━━━━━ Given records

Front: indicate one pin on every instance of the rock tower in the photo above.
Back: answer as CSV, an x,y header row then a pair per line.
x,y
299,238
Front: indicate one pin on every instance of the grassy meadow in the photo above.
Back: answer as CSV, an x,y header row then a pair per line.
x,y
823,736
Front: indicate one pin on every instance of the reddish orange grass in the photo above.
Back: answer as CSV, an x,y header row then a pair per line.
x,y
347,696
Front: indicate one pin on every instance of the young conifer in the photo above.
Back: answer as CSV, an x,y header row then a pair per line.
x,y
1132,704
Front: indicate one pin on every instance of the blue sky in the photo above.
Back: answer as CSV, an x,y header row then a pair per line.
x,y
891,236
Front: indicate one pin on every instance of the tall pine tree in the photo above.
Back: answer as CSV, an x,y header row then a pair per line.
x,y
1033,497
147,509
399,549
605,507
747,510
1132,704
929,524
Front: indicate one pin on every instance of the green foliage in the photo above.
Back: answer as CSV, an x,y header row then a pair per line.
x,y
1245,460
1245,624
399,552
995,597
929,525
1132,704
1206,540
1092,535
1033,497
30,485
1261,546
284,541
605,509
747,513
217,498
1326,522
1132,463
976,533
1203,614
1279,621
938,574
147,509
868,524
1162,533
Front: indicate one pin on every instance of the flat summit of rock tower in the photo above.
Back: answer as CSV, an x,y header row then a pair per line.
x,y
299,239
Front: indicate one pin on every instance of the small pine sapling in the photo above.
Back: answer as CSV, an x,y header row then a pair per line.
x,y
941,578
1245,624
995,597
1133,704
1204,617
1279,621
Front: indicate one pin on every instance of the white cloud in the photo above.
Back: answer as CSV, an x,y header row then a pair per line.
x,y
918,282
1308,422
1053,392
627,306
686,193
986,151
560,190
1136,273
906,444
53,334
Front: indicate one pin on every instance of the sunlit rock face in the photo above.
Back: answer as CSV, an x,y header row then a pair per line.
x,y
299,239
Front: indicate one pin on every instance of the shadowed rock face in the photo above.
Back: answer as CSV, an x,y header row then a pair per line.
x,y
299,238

━━━━━━━━━━

● **Problem details**: Quote every line of the data above word for word, changing nothing.

● **Answer to this task**:
Front: indicate one pin on every instance of the rock tower in the photo above.
Back: answer as CSV, an x,y header row then a pair per line.
x,y
299,238
Front: indicate one pin on every instance of the grassy meadow in the photo above.
Back: answer as CSV, an x,y header row then a pair per line.
x,y
823,736
Front: indicate one pin on every instance of the reddish orange grass in the photo above.
Back: answer as CSV, an x,y header row then a pair per line.
x,y
347,696
Front: indicate one pin on every instance of the young conifer in the photo above.
Back: answer as CSV, an x,y header row then a pair per line.
x,y
1132,704
Front: indicate one pin on every instance of the blue sky in the photo above.
Back: answer as CSV, an x,y header row then a pair per line.
x,y
891,236
Front: indicate one pin on every instance of the tall pine tree in the photo above.
Back: answer as CSV, an x,y header row then a pair per line.
x,y
1033,497
147,509
399,549
605,507
747,510
1132,704
929,524
Front: indicate one pin on every instance of the green foliage in the photo above.
Back: answer as CSV, an x,y header row then a pair per line.
x,y
1245,460
1245,624
399,552
995,597
929,525
1132,704
1206,540
1092,535
1033,497
30,485
1261,546
284,541
605,509
747,513
217,498
1326,522
1132,463
976,533
1203,614
1279,621
938,574
147,509
868,524
1162,533
Front: indicate one pin on every instance of the flat summit of rock tower in the photo above.
Back: answer as CSV, an x,y header row then a pair per line.
x,y
299,239
Front: indicate one pin on every instance of the small pine sapling in the photo above.
Back: answer as CSV, an x,y header row then a pair per line.
x,y
941,578
1245,624
995,597
1133,704
1204,617
1279,621
Front: indicate one pin on every instance of the white cloud in the photo above.
Back: answer as CSV, an x,y header row then a pair per line.
x,y
918,282
1308,422
1053,392
627,306
686,193
986,151
560,190
1136,273
906,444
53,334
Front: indicate one pin on every instance of the sunlit rock face in the photo above.
Back: answer as CSV, an x,y header row then a pair per line.
x,y
299,239
Front: indicate one pin on every instance of the shadowed rock face in the photo above.
Back: answer as CSV, an x,y header row then a pair per line.
x,y
299,238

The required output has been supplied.